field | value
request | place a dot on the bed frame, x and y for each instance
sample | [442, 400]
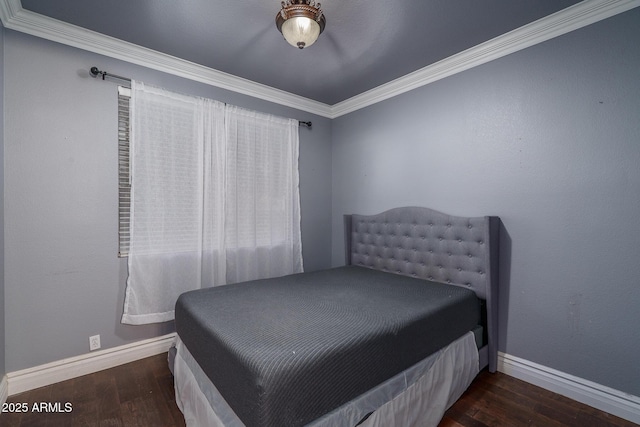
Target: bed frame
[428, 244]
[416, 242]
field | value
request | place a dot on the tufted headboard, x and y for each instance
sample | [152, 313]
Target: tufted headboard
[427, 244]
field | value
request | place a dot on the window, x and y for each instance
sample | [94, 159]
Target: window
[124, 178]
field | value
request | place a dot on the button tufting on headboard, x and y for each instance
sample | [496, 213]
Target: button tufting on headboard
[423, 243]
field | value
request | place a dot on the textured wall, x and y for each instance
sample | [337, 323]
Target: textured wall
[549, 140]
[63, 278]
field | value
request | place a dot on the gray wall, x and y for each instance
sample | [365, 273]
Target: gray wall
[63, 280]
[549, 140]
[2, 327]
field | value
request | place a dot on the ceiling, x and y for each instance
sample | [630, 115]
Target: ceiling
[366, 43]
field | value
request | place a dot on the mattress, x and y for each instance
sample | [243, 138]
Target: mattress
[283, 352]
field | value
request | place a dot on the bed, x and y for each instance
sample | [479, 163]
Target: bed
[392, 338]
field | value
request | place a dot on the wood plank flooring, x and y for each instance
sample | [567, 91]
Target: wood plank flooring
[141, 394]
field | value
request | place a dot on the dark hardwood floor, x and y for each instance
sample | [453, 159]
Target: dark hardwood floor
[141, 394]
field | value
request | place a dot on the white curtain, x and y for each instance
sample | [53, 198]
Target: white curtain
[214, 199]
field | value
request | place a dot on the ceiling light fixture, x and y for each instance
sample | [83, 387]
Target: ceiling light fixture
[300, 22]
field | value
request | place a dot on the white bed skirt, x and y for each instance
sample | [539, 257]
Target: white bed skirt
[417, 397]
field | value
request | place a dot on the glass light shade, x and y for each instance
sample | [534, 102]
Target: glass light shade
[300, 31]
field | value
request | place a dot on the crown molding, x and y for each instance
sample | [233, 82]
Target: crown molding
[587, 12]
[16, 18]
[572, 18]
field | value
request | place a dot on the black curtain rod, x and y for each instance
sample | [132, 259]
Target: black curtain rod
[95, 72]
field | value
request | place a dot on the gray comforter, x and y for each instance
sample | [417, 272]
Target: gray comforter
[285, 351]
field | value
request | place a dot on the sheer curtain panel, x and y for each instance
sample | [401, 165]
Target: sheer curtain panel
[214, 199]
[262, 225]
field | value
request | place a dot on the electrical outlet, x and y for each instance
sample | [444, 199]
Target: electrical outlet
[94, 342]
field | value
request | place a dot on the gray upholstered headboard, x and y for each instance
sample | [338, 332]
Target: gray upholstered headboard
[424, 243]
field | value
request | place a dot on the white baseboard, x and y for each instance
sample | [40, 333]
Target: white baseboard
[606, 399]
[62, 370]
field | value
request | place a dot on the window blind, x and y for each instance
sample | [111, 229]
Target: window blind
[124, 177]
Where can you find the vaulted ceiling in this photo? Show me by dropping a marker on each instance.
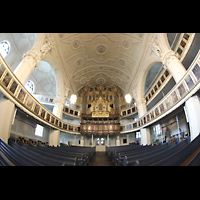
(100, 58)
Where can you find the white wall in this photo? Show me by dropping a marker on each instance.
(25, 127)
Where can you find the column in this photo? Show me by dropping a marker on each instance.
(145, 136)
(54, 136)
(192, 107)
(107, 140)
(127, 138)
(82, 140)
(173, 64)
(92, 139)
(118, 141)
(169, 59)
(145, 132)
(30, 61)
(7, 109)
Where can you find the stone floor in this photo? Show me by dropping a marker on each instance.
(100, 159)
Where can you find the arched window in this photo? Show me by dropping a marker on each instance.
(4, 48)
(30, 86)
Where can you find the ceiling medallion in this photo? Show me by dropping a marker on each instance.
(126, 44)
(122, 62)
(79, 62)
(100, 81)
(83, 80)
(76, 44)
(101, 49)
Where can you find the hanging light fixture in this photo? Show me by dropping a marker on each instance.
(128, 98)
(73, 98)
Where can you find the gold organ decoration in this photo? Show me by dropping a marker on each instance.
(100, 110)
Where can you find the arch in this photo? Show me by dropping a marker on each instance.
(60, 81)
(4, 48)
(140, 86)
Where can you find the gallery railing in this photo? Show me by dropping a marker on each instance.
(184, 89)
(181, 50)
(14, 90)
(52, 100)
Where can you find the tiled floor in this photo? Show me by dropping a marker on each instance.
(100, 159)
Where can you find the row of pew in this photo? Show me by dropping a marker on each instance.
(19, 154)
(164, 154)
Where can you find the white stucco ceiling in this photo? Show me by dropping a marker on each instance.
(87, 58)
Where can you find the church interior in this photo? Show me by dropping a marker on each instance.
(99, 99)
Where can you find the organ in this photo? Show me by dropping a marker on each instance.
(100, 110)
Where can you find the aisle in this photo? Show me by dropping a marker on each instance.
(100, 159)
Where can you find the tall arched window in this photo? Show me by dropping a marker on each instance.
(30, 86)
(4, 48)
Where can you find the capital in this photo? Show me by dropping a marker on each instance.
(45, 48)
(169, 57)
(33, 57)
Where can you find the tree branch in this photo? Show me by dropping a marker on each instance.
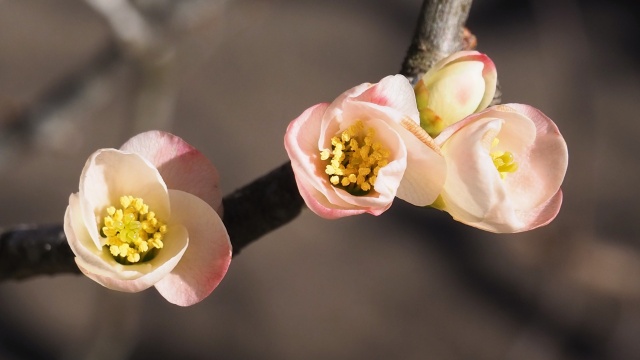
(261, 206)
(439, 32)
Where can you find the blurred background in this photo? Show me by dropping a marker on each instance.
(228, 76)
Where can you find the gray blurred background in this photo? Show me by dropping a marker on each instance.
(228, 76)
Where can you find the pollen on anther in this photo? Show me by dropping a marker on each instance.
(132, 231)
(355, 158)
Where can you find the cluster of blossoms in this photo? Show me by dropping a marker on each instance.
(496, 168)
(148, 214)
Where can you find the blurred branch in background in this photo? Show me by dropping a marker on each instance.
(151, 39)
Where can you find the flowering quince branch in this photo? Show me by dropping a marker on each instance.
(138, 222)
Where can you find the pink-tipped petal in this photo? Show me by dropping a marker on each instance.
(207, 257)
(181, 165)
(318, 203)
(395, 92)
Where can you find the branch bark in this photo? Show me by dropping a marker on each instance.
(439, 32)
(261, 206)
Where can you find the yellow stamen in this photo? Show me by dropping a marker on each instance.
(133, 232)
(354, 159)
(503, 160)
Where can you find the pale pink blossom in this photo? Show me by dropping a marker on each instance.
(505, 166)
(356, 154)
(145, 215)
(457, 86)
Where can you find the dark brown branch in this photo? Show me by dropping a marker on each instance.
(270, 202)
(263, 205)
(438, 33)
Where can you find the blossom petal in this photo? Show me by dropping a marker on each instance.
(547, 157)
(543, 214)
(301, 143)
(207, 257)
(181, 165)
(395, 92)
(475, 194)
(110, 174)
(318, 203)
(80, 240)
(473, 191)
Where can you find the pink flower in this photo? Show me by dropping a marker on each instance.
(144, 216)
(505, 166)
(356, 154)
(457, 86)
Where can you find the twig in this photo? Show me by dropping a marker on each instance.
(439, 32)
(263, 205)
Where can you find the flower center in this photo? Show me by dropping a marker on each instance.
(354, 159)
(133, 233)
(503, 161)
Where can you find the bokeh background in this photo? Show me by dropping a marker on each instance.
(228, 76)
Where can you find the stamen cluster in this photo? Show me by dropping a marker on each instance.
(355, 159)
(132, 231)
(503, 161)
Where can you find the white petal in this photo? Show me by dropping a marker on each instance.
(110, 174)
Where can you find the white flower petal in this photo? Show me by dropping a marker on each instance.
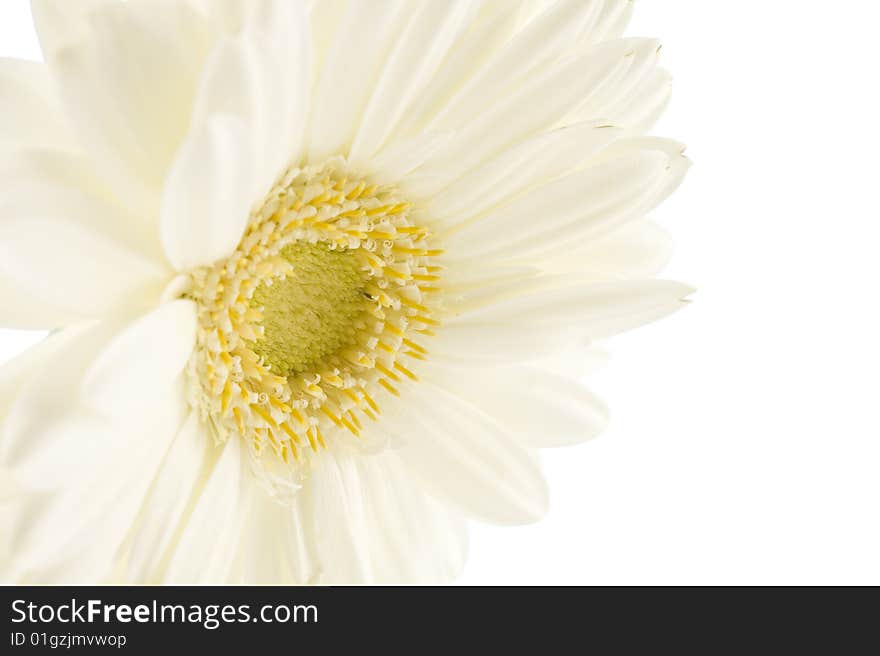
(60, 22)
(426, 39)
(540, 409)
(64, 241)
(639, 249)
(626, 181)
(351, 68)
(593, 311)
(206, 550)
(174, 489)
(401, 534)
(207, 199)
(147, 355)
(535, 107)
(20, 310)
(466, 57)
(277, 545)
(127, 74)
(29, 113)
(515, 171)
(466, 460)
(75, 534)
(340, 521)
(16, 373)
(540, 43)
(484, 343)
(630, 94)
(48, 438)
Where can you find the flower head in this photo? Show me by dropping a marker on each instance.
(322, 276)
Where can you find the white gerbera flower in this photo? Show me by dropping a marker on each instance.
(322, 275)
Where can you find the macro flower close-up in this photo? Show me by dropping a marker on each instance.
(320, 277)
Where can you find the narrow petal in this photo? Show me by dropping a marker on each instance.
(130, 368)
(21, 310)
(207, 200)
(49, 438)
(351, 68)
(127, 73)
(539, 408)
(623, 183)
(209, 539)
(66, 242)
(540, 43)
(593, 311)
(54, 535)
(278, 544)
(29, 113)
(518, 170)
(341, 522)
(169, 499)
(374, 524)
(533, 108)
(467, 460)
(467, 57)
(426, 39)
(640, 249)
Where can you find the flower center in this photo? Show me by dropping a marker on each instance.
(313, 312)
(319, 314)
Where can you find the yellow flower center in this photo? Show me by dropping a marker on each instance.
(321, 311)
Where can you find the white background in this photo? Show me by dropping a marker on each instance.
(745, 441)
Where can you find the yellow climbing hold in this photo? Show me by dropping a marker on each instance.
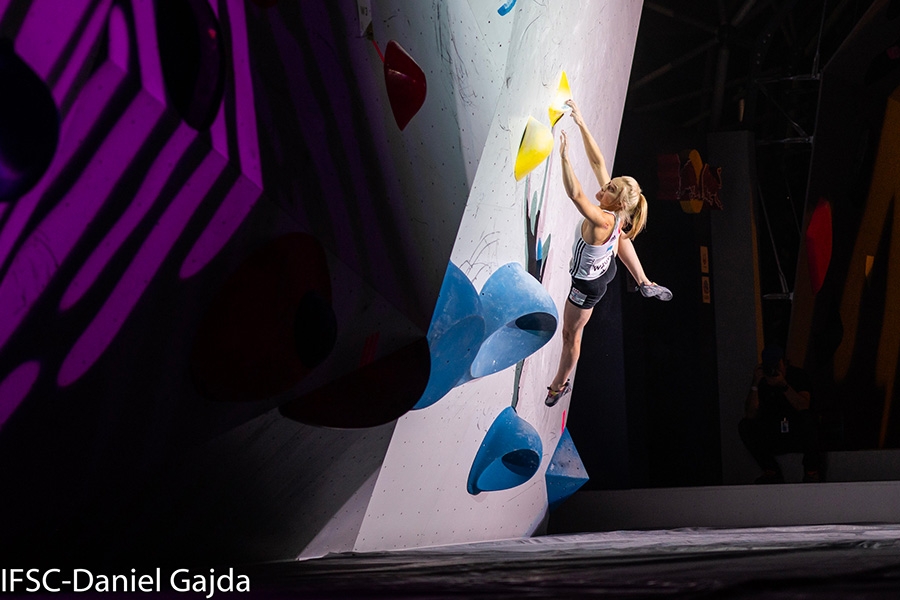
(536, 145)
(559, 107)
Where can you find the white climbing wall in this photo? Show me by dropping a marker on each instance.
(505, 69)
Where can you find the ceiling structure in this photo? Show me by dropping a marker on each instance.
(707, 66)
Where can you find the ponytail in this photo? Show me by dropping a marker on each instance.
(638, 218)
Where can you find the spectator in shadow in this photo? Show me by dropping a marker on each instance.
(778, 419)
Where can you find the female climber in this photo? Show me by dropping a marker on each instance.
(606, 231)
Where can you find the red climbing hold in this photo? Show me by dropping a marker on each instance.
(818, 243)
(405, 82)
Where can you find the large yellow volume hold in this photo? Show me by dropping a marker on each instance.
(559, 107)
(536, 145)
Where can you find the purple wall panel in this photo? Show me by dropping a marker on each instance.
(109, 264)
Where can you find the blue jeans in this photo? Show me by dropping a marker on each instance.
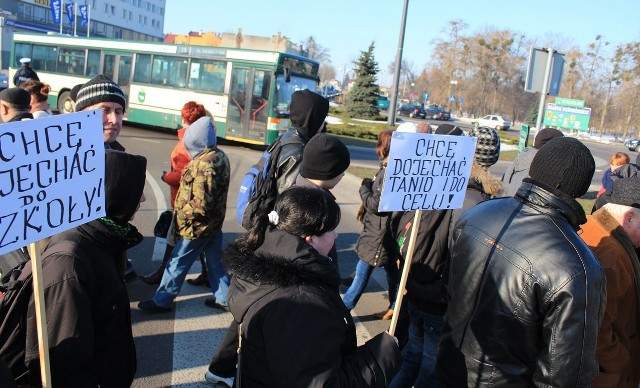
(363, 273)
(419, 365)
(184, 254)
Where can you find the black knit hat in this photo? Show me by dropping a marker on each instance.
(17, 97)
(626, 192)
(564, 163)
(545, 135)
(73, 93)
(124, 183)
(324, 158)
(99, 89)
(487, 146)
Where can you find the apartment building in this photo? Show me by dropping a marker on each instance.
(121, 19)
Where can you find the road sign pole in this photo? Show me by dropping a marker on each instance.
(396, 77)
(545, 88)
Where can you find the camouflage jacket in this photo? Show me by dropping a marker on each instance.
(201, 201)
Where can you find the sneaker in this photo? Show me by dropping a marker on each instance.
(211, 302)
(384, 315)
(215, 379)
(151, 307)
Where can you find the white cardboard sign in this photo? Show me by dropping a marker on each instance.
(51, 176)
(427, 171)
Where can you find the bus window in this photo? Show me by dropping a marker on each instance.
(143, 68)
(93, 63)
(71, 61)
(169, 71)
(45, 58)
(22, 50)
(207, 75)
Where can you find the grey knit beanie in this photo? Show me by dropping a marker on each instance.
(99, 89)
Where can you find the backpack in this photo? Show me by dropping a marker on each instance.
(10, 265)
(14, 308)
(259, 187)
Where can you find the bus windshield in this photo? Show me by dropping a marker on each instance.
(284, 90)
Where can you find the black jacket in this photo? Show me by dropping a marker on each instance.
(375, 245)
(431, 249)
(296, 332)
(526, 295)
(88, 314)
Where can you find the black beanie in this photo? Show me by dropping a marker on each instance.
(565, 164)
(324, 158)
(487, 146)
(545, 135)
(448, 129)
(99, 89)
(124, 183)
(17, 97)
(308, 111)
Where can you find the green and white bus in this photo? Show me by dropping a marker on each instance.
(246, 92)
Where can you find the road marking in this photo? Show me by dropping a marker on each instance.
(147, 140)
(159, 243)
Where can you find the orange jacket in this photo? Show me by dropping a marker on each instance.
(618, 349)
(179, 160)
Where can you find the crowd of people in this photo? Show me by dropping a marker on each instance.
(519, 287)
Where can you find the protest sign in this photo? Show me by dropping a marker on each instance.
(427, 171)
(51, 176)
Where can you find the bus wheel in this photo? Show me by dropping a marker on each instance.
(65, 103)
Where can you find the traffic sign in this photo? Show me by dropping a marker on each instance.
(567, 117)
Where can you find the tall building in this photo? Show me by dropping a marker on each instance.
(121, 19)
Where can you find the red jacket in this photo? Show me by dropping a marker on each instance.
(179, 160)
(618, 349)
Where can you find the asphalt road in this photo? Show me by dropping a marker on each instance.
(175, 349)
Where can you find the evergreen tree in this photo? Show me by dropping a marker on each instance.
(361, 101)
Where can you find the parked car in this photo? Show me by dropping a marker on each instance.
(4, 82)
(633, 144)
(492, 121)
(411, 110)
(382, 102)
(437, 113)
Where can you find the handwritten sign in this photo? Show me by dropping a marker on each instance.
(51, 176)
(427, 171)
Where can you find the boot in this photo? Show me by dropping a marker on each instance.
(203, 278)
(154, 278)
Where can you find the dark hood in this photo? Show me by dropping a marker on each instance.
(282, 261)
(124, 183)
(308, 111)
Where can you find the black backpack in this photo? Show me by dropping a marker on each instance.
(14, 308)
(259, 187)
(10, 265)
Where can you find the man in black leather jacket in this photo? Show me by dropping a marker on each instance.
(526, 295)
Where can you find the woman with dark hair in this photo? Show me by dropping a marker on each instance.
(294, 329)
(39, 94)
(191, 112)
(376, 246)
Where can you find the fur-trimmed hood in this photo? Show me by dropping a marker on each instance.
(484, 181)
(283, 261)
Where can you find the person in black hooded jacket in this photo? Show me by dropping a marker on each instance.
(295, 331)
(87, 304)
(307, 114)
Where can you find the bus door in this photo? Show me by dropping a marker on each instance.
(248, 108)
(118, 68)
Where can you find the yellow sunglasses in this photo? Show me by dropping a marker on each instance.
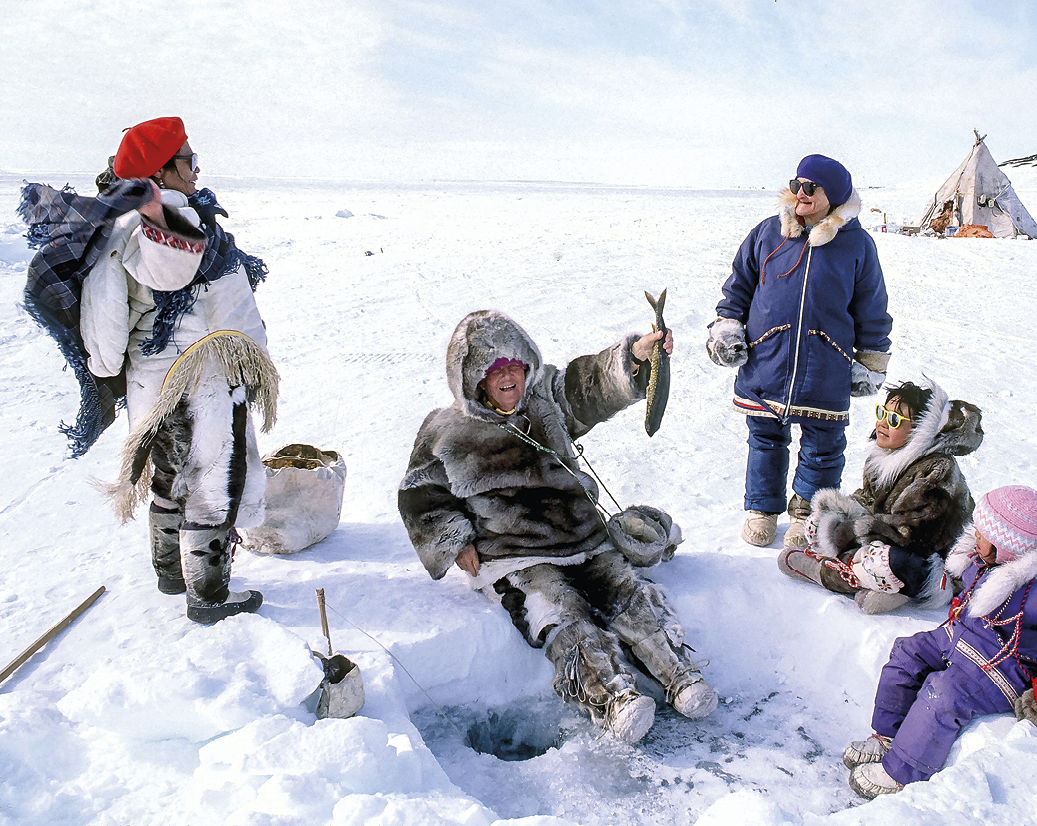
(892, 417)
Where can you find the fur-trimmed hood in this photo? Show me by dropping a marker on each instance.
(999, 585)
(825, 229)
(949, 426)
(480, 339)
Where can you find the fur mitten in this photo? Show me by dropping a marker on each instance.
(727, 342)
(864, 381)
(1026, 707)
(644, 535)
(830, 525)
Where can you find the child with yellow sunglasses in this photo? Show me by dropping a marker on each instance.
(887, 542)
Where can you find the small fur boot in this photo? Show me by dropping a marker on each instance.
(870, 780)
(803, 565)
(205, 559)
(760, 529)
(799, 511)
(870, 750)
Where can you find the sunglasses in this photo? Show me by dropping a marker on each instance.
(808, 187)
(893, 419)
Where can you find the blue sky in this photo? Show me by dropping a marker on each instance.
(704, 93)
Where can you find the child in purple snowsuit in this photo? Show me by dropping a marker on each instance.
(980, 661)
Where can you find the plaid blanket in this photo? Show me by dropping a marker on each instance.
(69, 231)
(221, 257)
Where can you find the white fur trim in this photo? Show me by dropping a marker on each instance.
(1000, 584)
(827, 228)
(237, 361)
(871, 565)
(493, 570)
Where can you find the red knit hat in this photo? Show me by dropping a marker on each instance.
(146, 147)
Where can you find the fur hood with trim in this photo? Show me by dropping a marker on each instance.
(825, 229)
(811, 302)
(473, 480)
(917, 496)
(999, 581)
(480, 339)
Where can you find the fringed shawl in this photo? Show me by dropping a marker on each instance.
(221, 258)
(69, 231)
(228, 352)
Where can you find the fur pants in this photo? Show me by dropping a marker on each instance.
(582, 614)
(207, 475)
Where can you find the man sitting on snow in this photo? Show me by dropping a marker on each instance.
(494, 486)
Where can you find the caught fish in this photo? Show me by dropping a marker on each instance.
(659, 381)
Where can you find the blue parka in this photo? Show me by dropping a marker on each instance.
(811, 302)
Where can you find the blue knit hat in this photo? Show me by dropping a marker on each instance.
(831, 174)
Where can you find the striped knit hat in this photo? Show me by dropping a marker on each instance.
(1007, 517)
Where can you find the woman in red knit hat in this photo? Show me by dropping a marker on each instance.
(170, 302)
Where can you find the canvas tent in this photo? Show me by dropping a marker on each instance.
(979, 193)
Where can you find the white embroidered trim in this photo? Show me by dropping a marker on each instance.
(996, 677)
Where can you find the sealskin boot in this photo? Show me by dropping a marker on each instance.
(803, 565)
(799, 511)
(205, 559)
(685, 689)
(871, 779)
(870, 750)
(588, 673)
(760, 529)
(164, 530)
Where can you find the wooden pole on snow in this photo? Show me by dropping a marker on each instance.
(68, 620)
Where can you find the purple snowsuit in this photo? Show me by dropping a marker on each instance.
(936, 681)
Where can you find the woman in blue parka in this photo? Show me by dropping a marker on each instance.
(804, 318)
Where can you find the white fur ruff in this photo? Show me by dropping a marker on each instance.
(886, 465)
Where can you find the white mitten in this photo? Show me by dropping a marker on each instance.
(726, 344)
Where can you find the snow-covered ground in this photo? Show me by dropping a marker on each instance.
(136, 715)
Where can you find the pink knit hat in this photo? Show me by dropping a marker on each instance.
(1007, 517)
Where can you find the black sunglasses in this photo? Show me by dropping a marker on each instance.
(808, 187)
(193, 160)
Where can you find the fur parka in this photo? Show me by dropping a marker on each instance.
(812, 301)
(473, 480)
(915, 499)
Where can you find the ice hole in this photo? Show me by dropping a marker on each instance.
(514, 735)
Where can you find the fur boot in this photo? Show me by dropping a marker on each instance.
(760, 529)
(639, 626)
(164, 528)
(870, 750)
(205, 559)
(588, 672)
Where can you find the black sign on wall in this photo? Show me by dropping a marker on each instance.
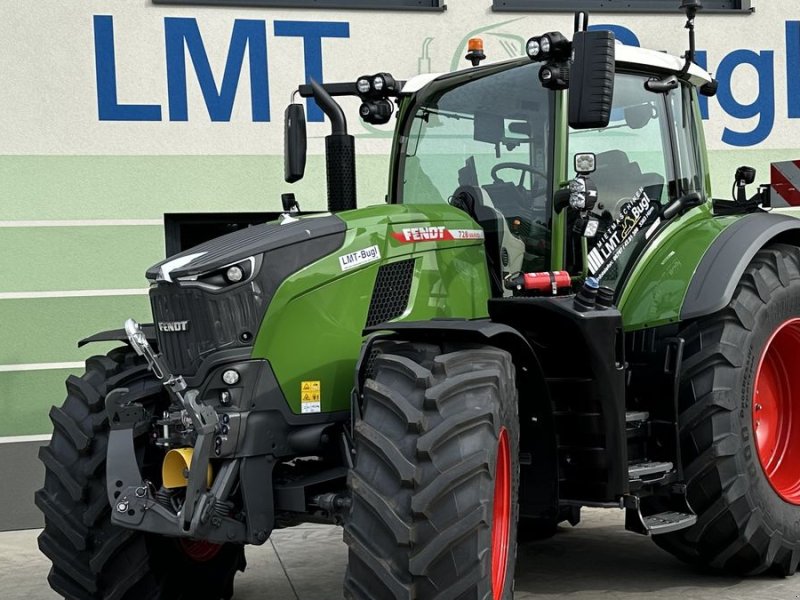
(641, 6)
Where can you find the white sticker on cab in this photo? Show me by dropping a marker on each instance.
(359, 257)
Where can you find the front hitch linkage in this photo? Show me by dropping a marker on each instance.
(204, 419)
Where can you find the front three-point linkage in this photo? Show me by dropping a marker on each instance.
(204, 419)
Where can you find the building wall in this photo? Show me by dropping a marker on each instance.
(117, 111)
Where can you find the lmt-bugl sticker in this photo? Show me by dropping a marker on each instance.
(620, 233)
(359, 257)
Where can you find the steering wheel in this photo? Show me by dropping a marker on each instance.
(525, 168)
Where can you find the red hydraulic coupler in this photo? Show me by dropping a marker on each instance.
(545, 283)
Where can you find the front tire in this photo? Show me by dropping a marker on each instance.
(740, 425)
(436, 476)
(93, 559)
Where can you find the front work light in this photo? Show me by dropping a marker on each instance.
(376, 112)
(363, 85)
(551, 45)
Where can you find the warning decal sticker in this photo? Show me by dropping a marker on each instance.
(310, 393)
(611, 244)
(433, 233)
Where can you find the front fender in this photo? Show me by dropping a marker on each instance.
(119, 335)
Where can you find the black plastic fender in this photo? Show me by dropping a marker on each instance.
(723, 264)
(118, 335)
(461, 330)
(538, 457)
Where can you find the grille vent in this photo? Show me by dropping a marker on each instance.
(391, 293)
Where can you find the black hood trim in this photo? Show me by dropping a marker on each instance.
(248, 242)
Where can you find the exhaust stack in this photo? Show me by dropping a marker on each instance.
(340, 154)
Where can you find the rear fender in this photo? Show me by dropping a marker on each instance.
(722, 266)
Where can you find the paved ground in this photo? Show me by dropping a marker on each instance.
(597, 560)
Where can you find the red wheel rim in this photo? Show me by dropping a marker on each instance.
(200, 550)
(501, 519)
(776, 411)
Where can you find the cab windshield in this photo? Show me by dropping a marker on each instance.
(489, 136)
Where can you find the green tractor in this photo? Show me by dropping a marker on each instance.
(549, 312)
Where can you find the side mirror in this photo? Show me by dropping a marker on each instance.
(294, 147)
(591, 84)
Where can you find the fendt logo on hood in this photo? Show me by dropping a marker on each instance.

--------------------------------

Begin with the first line of the records and repeat every line up to the one with "sample | [337, 323]", counting that line too. Pictures are not part of the copy.

field | value
request | place a dot on the bed frame, x and y for each instance
sample | [442, 400]
Target: bed frame
[428, 244]
[416, 242]
field | value
request | place a dot on the tufted headboard, x and y for each instance
sample | [152, 313]
Target: tufted headboard
[427, 244]
field | value
request | place a dot on the window, x and y for each instance
sample | [94, 159]
Target: window
[124, 178]
field | value
request | place a dot on the button tufting on headboard, x and y for each instance
sample | [496, 213]
Target: button tufting on headboard
[423, 243]
field | value
request | place a dot on the textured wall, x and y for each instance
sample | [337, 323]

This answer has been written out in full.